=== TEXTO FORNECIDO ===
Na pequena cidade de Campo Bom, no interior gaúcho, a menina Nanda e o amigo Alexandre rivalizavam nas manobras radicais com a bicicleta. Tal qual Senna e Prost, ídolos da velocidade daqueles anos 1980, mas sem a inimizade e a sacanagem que marcavam as disputas entre o francês e o brasileiro. Mais do que isso. Compartilhavam a mesma bike. Juntos, Nanda e Alê construíram a duras penas uma pista de bicicross, moldada para suas aventuras sobre duas rodas. E eis que no dia da inauguração, diante de toda a molecada, na curva final, quando a menina parecia estar a poucos metros de superar o amigo na velocidade e nas acrobacias, vieram a ruptura e a queda. E foi assim que começou a radical mudança na vida de Maria Fernanda, a protagonista de Controle, romance de Natalia Borges Polesso, publicado em 2019 pela Companhia das Letras.
Logo nas primeiras páginas do livro, ficamos sabendo que a epilepsia se manifestou pela primeira vez na vida de Nanda ali, na pré-adolescência, naquela curva final, provocando convulsão, queda, fraturas e uma longa permanência no hospital. A partir desse evento, a vida de Nanda virou do avesso. Cercada de cuidados excessivos pelos pais, estigmatizada na escola, alvo dos olhares tortos e do medo de colegas e professores, sempre na iminência de um ataque, a menina aventureira e expansiva deu lugar a uma adolescente calada e reclusa.
Esse é o fio da história e um possível resumo do romance. Mas a autora vai muito além. Em uma narrativa guiada pelas citações das canções da banda New Order e a cultura pop do final anos 1980 e começo dos 90, acompanhamos a vida de uma pessoa que viu a frágil democracia brasileira ressurgir, a liberação sexual ser refreada pela presença aterradora da Aids e deu os primeiros passos no uso da internet e dos canais de comunicação online, como o ICQ. Nanda representa uma fatia da baixa classe média cujos pais de alguma forma prosperaram e deram a seus filhos mimos e proteção extra que as gerações anteriores não tiveram. Proteção agravada pelos temores de que a qualquer momento a química cerebral da jovem poderia redundar em mais crises, convulsões e pânico.
Controle é também o romance da solidão. Nanda perde as amizades e se afasta do convívio social, ao mesmo tempo em que começa a viver as transformações da puberdade. O corpo que se altera, o sobrepeso que vem com a falta de atividades físicas, os efeitos dos remédios e tratamentos paliativos para tentar deter as crises, as tentativas desesperadas de entender os circuitos elétricos que comandam o cérebro e tentar identificar o momento em que a convulsão chegará, provocando o descontrole e a perda dos sentidos tornam-se o centro de uma vida cada vez mais reclusa e silenciosa.
=== DADOS FORNECIDOS ===
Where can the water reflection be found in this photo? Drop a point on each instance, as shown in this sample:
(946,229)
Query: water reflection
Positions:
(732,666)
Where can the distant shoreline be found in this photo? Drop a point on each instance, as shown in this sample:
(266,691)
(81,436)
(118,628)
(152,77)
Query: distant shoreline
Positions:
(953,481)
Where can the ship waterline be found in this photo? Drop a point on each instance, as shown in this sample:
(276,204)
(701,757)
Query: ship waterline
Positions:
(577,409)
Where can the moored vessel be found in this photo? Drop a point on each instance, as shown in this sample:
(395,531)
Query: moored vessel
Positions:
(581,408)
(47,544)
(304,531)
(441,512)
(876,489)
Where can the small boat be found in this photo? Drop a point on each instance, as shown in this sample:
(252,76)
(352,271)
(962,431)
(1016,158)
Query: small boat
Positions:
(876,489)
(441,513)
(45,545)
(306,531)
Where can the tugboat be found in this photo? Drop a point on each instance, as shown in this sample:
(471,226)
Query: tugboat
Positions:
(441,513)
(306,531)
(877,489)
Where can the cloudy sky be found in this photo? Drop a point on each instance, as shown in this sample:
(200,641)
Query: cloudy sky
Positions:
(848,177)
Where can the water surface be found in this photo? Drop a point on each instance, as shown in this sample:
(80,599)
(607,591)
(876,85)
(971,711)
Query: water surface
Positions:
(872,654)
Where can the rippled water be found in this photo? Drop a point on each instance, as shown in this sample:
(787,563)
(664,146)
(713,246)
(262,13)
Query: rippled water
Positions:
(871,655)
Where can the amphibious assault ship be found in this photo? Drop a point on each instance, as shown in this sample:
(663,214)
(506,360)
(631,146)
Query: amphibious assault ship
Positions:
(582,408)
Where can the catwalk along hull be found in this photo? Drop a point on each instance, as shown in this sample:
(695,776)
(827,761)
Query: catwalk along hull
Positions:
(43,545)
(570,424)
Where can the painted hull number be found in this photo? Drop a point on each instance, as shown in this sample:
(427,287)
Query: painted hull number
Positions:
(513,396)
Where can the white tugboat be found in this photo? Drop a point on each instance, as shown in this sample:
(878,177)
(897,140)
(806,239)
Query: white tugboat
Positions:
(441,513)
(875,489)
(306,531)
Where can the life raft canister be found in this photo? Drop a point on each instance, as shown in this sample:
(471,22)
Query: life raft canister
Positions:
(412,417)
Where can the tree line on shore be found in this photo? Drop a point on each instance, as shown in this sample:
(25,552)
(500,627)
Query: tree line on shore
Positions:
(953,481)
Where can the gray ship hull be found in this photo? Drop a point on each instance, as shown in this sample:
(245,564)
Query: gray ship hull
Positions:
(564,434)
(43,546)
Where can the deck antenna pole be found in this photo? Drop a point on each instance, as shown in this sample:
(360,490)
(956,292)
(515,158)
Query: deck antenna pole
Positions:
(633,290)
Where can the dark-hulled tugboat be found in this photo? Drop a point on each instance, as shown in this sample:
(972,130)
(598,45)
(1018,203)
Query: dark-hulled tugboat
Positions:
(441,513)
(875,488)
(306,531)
===
=== DADOS FORNECIDOS ===
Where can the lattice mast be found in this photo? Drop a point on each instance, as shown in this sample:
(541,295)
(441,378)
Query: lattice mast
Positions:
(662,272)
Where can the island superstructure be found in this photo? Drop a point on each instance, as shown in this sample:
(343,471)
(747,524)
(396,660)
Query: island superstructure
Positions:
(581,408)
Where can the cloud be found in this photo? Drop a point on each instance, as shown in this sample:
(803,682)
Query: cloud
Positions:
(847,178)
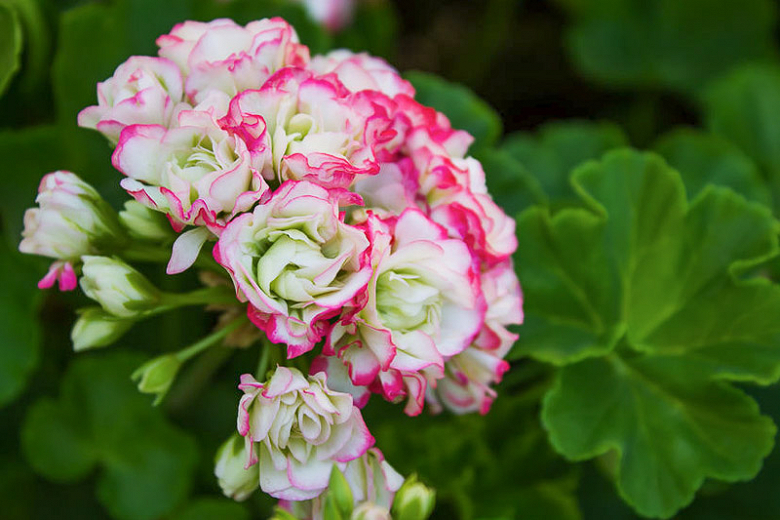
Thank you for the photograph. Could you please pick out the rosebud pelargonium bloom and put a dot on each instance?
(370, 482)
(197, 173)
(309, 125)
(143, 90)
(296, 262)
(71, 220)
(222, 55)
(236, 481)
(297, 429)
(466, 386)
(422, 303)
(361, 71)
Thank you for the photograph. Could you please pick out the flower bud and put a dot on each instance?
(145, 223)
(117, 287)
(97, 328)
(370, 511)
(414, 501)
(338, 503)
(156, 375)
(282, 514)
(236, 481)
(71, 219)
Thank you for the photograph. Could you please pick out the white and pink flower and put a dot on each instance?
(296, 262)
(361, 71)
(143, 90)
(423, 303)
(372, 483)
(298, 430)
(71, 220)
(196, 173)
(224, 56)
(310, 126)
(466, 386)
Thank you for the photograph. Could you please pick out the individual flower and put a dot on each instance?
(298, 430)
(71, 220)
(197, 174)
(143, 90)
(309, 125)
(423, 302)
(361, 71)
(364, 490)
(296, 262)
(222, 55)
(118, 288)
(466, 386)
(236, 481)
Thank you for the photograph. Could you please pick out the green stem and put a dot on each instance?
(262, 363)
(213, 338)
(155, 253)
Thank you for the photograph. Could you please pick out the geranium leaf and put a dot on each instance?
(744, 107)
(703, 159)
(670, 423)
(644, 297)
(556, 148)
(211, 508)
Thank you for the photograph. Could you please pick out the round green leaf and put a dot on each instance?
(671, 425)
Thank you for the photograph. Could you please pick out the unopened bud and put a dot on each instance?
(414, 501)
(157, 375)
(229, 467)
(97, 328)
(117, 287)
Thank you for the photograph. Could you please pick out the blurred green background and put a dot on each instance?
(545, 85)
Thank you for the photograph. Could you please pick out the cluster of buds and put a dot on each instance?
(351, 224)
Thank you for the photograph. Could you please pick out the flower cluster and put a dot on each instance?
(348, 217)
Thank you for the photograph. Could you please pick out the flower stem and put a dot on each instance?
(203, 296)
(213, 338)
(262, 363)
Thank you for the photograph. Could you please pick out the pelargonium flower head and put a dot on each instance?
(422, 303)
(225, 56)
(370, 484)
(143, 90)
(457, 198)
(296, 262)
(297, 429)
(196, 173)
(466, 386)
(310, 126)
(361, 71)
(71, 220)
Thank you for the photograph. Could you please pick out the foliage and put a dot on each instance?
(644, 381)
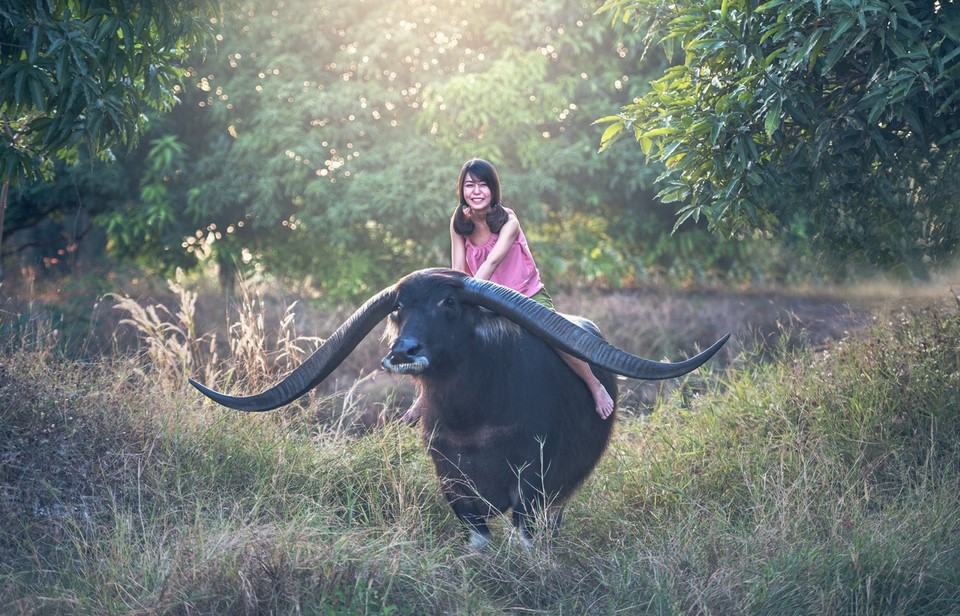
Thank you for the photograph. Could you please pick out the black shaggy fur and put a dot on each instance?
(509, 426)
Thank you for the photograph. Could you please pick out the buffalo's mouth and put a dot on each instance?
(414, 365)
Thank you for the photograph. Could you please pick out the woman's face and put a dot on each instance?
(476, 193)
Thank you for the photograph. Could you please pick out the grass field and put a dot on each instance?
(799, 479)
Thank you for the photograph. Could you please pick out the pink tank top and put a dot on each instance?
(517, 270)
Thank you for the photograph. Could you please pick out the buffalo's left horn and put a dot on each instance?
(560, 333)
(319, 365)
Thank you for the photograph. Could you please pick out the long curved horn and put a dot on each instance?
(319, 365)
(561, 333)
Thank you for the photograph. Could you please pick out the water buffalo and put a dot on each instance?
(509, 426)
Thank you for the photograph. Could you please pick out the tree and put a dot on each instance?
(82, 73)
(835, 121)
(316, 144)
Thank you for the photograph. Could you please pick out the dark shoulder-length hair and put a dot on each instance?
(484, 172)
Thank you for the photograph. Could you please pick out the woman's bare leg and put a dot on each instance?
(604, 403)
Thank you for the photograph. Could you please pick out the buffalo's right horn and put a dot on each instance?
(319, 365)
===
=== DADOS FORNECIDOS ===
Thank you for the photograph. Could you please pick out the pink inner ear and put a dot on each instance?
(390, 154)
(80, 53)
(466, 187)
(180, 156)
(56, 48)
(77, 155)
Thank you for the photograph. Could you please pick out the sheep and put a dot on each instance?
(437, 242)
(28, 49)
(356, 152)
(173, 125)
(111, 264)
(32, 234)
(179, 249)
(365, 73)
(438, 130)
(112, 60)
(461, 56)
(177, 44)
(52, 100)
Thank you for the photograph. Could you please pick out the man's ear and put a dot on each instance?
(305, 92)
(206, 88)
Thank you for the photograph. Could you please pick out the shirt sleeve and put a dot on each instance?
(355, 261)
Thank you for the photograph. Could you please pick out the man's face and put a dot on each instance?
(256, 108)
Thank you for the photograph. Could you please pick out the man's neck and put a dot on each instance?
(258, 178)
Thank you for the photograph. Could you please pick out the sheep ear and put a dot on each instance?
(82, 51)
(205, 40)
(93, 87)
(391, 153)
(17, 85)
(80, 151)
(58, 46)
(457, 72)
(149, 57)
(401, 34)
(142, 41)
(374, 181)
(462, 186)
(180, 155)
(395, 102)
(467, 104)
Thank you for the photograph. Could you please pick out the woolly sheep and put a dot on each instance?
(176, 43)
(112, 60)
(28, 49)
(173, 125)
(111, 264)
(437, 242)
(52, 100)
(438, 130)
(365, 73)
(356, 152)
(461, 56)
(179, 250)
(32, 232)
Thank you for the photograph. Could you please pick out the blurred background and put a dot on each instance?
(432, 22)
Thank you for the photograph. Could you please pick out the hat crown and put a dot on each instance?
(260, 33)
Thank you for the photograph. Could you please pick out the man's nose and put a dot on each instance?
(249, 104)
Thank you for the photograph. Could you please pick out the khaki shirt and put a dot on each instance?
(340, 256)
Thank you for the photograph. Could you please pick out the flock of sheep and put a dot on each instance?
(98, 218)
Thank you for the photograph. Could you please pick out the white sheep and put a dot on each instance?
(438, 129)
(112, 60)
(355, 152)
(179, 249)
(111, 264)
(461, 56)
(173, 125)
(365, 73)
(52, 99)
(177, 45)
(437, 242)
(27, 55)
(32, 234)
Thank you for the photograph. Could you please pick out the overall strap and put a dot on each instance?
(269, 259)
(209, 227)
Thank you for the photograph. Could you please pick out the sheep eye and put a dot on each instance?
===
▶ OBJETIVO DA TAREFA: Por favor, cite literalmente da resenha sobre o romance Controle tudo o que vai de "Na pequena cidade" até "Companhia das Letras.". As linhas não têm relação com a resenha sobre o romance Controle.

▶ RESPOSTA DO EXERCÍCIO:
Na pequena cidade de Campo Bom, no interior gaúcho, a menina Nanda e o amigo Alexandre rivalizavam nas manobras radicais com a bicicleta. Tal qual Senna e Prost, ídolos da velocidade daqueles anos 1980, mas sem a inimizade e a sacanagem que marcavam as disputas entre o francês e o brasileiro. Mais do que isso. Compartilhavam a mesma bike. Juntos, Nanda e Alê construíram a duras penas uma pista de bicicross, moldada para suas aventuras sobre duas rodas. E eis que no dia da inauguração, diante de toda a molecada, na curva final, quando a menina parecia estar a poucos metros de superar o amigo na velocidade e nas acrobacias, vieram a ruptura e a queda. E foi assim que começou a radical mudança na vida de Maria Fernanda, a protagonista de Controle, romance de Natalia Borges Polesso, publicado em 2019 pela Companhia das Letras.